Reproduce exactly, with no other output, every line of the data below from the line containing "Find the dark" to the end, inclusive.

start Records provided

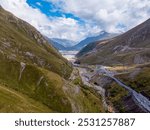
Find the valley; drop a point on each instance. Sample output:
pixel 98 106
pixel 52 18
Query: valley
pixel 105 72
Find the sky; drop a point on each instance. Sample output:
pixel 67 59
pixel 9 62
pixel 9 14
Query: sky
pixel 78 19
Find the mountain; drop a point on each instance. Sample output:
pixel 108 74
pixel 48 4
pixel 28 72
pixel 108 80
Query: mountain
pixel 56 44
pixel 64 42
pixel 127 57
pixel 132 47
pixel 34 76
pixel 103 35
pixel 31 70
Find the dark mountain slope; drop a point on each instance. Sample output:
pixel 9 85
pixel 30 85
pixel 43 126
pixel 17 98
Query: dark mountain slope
pixel 132 47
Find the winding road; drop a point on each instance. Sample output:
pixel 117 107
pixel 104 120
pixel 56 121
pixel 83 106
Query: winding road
pixel 142 101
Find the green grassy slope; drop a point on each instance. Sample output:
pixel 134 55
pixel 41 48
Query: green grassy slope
pixel 33 74
pixel 13 101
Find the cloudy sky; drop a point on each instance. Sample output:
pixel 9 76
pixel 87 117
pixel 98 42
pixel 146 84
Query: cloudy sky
pixel 77 19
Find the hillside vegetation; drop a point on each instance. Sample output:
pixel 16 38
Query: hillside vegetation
pixel 33 74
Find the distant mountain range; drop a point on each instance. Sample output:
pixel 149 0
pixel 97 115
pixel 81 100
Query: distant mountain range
pixel 132 47
pixel 103 35
pixel 64 44
pixel 34 77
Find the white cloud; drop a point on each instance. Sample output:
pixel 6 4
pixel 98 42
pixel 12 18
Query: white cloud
pixel 57 27
pixel 108 14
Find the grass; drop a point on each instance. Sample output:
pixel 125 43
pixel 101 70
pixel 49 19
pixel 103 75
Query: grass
pixel 16 39
pixel 83 98
pixel 140 82
pixel 49 92
pixel 115 95
pixel 13 101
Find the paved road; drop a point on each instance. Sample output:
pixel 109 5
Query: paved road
pixel 86 81
pixel 141 100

end Records provided

» Response below:
Find the dark mountain slope; drop a point on each instance. Sample output:
pixel 9 85
pixel 30 85
pixel 43 126
pixel 17 98
Query: dark mountain slope
pixel 132 47
Find the winding road; drop a point on each instance. Sample output:
pixel 117 107
pixel 104 120
pixel 56 121
pixel 83 106
Query: winding road
pixel 142 101
Find the green grassy slope; drop a point on each instance. Sample output:
pixel 134 55
pixel 41 48
Query: green grassy slope
pixel 33 74
pixel 13 101
Find the cloudy sky; drop a point on each instance. Sample output:
pixel 9 76
pixel 87 117
pixel 98 42
pixel 146 84
Query: cloudy sky
pixel 77 19
Find the hillside vegetation; drop a point on each instance. Sample output:
pixel 16 38
Query: hillside vegetation
pixel 33 74
Find the distant mountain range; drop a point on each instance. Sample output:
pixel 149 0
pixel 97 115
pixel 81 100
Query: distant mountain range
pixel 132 47
pixel 103 35
pixel 64 44
pixel 34 77
Find the white cloud; drop a point on each instance. Sample output:
pixel 6 4
pixel 98 42
pixel 12 18
Query: white cloud
pixel 57 27
pixel 108 14
Find the grass; drop a point on each instance. Sample output:
pixel 125 43
pixel 101 70
pixel 49 19
pixel 103 75
Query: grass
pixel 16 39
pixel 83 98
pixel 140 82
pixel 49 92
pixel 115 95
pixel 13 101
Find the paved road; drop a point on each instance. Sample output:
pixel 109 5
Query: paved road
pixel 86 81
pixel 141 100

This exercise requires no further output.